EXERCISE TASKS:
1) Answer these questions using the text on hospital nursing roles:
(a) Whom does the R.N direct?
(b) Who handles the payroll?
(c) How often is there a charge nurse?
2) List every duty that the opening lines of the text on hospital nursing roles assign to a floor R.N.
3) Carry on the text on hospital nursing roles from its last sentence.
BEGIN TEXT BLOCK
A floor R.N is in an independent role, and initiates all phases of nursing process; formulates nursing diagnosis and carries out orders of the doctor. The R.N directs LPN/LVN's and CNA's.

Most successful units work as a team.

Now when you are working say in a hospital........and your an RN, say you work on the Med-Surg unit. Do you have an immediate superior like a charge nurse that gives you assigned patients and what to do with them, or are you in charge of yourself. What I mean is do you get patient assignments and then you determine what they need as per their charts ? Or is there someone there who tells you ok, so and so will need an IV and so and so will need a cathater, and so and so needs these meds.

Or often times the RN is in charge of the CNAs?

Or is the whole unit working as a team?

There is a nurse manager. she/he (i'll say she, since my NM is a she) does the payroll, administrative stuff, etc. stuff a manager does.

There is a charge nurse every shift. not necessarily the same nurse every shift. certain nurses can be charge nurse, as designated by the NM, those who have been trained. the nurse manager makes out the patient assignment.
END TEXT BLOCK
BEGIN DATA
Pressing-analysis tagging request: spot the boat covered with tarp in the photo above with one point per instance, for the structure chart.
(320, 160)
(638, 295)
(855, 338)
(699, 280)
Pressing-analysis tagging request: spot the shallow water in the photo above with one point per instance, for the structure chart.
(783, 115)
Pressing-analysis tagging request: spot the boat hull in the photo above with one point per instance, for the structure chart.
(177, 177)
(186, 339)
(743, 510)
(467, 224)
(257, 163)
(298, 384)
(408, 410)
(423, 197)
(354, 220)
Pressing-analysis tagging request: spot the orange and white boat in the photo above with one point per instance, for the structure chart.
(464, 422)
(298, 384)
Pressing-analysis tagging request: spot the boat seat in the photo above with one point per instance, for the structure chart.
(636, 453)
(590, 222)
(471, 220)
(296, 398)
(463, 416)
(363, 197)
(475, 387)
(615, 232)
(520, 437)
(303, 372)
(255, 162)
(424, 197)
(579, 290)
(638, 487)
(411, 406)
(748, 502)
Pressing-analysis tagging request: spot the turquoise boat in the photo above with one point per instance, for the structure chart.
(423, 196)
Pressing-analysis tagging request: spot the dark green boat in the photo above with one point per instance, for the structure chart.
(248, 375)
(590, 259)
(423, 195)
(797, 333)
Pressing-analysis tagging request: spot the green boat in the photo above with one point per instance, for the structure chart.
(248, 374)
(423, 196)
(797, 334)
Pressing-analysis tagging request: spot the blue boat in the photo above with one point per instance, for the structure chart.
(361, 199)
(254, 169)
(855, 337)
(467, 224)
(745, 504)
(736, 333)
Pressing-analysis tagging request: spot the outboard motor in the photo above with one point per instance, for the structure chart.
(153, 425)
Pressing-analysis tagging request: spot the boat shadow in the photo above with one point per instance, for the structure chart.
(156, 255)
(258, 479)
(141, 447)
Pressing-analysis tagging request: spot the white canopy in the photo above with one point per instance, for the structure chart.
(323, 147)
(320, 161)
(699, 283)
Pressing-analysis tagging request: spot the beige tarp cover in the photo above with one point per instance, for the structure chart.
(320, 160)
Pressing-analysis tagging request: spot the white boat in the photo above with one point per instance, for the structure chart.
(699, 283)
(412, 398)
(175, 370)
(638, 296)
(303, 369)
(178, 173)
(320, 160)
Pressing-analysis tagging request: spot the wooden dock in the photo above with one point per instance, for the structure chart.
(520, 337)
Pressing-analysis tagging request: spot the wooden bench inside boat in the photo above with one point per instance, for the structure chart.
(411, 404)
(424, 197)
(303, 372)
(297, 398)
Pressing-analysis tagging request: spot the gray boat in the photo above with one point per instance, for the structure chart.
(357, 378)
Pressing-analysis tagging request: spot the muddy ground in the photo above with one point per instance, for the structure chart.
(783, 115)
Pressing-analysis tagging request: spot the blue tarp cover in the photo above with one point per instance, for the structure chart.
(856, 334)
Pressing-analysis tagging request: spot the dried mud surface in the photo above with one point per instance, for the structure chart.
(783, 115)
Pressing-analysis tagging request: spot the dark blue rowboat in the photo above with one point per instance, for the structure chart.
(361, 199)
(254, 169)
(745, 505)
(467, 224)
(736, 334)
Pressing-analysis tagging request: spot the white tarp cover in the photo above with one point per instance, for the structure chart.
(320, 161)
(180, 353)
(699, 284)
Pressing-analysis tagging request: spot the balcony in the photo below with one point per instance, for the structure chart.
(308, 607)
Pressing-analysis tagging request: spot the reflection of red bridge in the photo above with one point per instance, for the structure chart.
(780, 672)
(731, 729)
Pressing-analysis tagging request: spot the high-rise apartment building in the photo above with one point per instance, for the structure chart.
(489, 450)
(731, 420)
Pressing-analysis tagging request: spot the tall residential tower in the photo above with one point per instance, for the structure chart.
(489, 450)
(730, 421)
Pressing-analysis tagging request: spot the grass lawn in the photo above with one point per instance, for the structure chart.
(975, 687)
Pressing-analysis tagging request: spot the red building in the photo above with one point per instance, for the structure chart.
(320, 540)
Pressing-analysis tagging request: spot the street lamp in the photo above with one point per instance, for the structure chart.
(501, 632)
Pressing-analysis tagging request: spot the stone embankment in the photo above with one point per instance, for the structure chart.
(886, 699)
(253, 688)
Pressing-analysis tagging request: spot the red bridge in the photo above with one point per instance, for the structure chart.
END DATA
ANSWERS IN ORDER:
1)
(a) LPN/LVN's and CNA's
(b) The nurse manager
(c) Every shift

2)
- Initiates all phases of nursing process
- Formulates nursing diagnosis
- Carries out orders of the doctor
- Directs LPN/LVN's and CNA's

3)
from then, its independent. you have your pt's, have their charts, and go by the orders on the chart, protocols, etc to decide what to do for your pt. No one is standing over your shoulder telling you "do this!" and "do this" or "your pt needs this"

At our hospital, the charge nurse on the floor assigns the patients to each nurse. I'm not sure how it works w/ the CNA's, but would guess the charge takes care of that too. There is a nursing supervisor for each shift who keeps track of how many patients are on each floor and calls in extra nurses and plans staffing for the next shift based on our census. Like the person above state, the nursing supervisor also takes care of the paperwork/business side of things.

The charge nurse makes the assignment only. I then have an automous practice, within the guidelines of the nurse practice act of course, to manage and deliver the care. So in the management of my patients, I'm the boss.